Rows from a pointing dataset:
** Start **

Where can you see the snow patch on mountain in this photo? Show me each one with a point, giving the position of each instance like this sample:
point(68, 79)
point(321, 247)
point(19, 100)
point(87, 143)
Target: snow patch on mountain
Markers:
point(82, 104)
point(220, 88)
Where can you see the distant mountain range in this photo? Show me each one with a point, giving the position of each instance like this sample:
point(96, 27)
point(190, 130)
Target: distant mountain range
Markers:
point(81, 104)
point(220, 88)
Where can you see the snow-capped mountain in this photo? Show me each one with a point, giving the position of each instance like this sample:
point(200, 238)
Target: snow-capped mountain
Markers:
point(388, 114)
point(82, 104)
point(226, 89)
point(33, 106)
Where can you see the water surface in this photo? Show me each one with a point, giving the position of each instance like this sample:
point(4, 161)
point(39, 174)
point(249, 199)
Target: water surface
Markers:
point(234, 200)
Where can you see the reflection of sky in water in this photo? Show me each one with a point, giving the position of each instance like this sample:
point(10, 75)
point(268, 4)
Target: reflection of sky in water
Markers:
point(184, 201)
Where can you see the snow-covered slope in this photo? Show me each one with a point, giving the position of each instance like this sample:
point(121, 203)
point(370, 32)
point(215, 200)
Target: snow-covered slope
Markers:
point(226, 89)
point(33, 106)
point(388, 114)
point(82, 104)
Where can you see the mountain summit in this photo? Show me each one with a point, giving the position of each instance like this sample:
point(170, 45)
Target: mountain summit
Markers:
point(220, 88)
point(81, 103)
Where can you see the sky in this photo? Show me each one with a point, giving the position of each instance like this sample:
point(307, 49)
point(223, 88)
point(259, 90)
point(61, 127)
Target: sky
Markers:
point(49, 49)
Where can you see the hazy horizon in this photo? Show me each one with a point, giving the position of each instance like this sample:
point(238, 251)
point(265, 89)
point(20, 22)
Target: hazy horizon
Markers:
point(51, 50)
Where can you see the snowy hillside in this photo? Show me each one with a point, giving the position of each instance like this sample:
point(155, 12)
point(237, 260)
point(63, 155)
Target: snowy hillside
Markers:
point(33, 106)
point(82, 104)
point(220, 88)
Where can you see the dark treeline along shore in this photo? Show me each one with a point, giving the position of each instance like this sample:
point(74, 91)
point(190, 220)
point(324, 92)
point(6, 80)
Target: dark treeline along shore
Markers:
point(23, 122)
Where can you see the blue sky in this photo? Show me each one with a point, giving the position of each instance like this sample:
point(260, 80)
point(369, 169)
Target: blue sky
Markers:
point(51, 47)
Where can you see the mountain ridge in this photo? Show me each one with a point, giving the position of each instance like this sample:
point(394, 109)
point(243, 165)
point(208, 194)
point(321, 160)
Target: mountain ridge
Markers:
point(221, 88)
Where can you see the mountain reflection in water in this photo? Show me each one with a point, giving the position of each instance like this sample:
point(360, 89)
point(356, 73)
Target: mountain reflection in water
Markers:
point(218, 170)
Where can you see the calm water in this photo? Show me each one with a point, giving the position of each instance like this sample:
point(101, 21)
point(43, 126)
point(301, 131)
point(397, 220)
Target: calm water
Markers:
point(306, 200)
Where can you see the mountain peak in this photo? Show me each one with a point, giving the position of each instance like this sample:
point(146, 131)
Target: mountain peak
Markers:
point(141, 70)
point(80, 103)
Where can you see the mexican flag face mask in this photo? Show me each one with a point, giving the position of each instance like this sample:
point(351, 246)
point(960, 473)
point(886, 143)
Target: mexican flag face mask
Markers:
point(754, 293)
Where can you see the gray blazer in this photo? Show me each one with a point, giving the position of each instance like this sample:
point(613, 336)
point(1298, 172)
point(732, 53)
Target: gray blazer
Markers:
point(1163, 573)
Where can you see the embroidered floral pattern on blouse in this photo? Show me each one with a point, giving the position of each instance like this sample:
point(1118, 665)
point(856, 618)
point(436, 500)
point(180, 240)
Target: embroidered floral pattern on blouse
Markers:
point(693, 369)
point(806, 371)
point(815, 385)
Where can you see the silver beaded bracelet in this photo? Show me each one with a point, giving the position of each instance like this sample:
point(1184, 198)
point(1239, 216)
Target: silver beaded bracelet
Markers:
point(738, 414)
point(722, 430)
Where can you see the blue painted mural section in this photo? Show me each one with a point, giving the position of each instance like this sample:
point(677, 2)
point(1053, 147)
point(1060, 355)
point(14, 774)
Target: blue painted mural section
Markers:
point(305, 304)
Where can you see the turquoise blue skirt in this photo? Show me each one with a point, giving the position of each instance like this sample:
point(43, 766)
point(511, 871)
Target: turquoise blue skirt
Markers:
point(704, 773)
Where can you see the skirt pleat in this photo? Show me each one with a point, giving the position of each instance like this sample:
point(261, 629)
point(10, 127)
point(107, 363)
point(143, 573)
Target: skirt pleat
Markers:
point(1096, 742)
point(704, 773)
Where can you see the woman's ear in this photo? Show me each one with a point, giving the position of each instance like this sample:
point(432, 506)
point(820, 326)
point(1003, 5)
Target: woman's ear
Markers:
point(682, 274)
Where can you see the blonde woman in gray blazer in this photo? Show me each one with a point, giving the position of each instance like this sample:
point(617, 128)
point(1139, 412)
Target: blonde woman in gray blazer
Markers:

** End **

Scale the records from the line that has "Where can you see the mountain peak" through the line that has "point(80, 103)" by writing out every one of those lines again, requests included. Multiply each marker coordinate by 2.05 and round it to a whole number, rounding halves up, and leave the requests and their sample points unchanged.

▶ [SOLUTION FOR THIS EXERCISE]
Where can you see the mountain peak in this photo? Show me each one with a point, giving the position of each instance like this sample:
point(146, 131)
Target: mountain peak
Markers:
point(289, 144)
point(164, 211)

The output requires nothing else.